*Task details*:
Write out every line of the items below word for word, leaving out the pictures.

*Data for this task*:
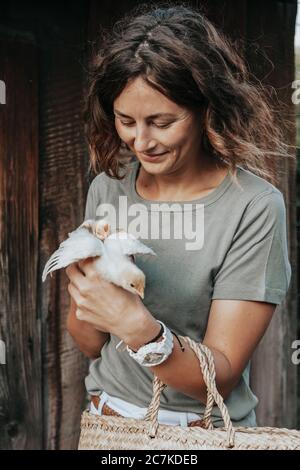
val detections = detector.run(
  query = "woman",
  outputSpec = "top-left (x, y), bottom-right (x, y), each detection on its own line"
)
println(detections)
top-left (66, 6), bottom-right (291, 426)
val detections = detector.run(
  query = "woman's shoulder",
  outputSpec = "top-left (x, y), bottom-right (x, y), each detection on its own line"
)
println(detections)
top-left (236, 166), bottom-right (284, 205)
top-left (235, 167), bottom-right (286, 227)
top-left (90, 160), bottom-right (139, 199)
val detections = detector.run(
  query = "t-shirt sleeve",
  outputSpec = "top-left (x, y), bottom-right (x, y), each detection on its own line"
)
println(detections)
top-left (212, 190), bottom-right (291, 304)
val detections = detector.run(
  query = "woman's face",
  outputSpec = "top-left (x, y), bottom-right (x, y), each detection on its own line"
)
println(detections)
top-left (114, 77), bottom-right (201, 174)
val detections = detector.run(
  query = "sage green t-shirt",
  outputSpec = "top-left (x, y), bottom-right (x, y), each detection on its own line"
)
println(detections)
top-left (85, 160), bottom-right (291, 427)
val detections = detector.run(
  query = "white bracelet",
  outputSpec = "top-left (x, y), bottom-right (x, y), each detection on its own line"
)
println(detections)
top-left (126, 320), bottom-right (174, 367)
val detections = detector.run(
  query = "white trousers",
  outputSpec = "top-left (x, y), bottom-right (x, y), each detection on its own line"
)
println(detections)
top-left (90, 392), bottom-right (201, 426)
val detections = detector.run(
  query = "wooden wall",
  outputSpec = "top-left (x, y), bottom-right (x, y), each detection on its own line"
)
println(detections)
top-left (0, 0), bottom-right (297, 449)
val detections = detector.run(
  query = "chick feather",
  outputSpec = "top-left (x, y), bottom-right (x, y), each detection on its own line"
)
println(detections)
top-left (42, 219), bottom-right (156, 298)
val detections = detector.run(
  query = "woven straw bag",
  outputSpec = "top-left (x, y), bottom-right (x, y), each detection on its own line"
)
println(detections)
top-left (78, 336), bottom-right (300, 450)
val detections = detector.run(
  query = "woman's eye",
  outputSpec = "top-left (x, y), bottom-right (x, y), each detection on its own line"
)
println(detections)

*Problem solution*:
val detections = detector.run(
  query = "woman",
  outputSpec = "top-left (x, y), bottom-right (x, y), each detection on its own line"
)
println(detections)
top-left (66, 6), bottom-right (291, 426)
val detections = detector.run(
  query = "woman's shoulder",
  outputSpec = "top-left (x, y), bottom-right (x, y), each detection on its own line"
)
println(detections)
top-left (236, 166), bottom-right (284, 205)
top-left (235, 167), bottom-right (286, 227)
top-left (90, 160), bottom-right (139, 199)
val detections = detector.run(
  query = "t-shirt sleeve",
  outputSpec = "top-left (x, y), bottom-right (x, y), each detection on its own line"
)
println(detections)
top-left (212, 190), bottom-right (291, 304)
val detections = detector.run(
  query = "woman's face",
  outputSpec = "top-left (x, y), bottom-right (x, y), each detection on its own line"
)
println(detections)
top-left (114, 77), bottom-right (201, 174)
val detections = detector.run(
  query = "sage green t-shirt",
  outputSpec = "top-left (x, y), bottom-right (x, y), each detection on its own line"
)
println(detections)
top-left (85, 160), bottom-right (291, 427)
val detections = detector.run(
  query = "white bracelet",
  outputSpec = "top-left (x, y), bottom-right (x, y), each detection on its own line"
)
println(detections)
top-left (126, 320), bottom-right (174, 367)
val detections = detector.run(
  query = "white trousers",
  outputSpec = "top-left (x, y), bottom-right (x, y), each detection on its own line"
)
println(detections)
top-left (90, 392), bottom-right (201, 426)
val detections = detector.run(
  query = "wooden wall",
  outputSpec = "top-left (x, y), bottom-right (x, y), each detection on its own line"
)
println(detections)
top-left (0, 0), bottom-right (297, 449)
val detections = detector.run(
  query = "chick feather",
  outputSpec = "top-left (x, y), bottom-right (x, y), each detection on its own line"
)
println(detections)
top-left (42, 219), bottom-right (156, 298)
val detections = detector.run(
  query = "woven straw bag",
  outputSpec = "top-left (x, y), bottom-right (x, y), each detection on its own line"
)
println(detections)
top-left (78, 336), bottom-right (300, 450)
val detections = detector.run(
  query = "woman's eye",
  outputSpec = "top-left (x, y), bottom-right (x, y), each detection on its own line"
)
println(detections)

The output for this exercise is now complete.